#### Data
____________________
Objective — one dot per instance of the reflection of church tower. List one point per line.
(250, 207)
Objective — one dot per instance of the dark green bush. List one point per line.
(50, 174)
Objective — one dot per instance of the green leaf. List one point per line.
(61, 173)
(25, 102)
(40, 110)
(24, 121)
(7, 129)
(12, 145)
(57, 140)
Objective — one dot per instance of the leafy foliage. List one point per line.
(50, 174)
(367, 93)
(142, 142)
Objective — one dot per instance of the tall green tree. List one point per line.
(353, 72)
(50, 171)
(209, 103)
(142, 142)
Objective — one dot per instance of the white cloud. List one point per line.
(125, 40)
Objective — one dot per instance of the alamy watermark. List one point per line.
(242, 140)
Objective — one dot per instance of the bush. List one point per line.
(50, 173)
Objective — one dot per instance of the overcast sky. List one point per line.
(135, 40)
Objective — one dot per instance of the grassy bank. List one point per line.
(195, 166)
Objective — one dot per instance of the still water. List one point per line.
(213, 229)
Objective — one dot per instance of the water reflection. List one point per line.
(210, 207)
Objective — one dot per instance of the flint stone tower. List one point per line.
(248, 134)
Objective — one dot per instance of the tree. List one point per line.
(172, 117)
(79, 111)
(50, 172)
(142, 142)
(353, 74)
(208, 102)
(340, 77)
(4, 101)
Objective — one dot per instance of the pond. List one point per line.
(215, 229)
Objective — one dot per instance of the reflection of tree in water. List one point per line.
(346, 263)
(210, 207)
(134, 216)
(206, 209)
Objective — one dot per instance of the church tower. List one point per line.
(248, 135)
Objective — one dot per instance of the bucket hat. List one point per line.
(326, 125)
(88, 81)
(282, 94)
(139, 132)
____________________
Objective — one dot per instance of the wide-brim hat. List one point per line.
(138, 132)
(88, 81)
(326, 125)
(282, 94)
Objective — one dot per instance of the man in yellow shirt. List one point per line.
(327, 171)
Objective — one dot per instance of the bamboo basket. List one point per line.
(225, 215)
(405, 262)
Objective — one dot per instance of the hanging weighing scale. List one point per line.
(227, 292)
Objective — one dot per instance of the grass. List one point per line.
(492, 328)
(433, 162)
____________________
#### Description of the task
Find each line in the records above that contains the string "reflection", and copy every such line in full.

#### Task result
Objective — one dot per instance of the reflection of church tower. List one point per line.
Objective — one dot per instance of the water reflection. List one point per line.
Objective — one dot per instance of the reflection of tree in water. List one point per line.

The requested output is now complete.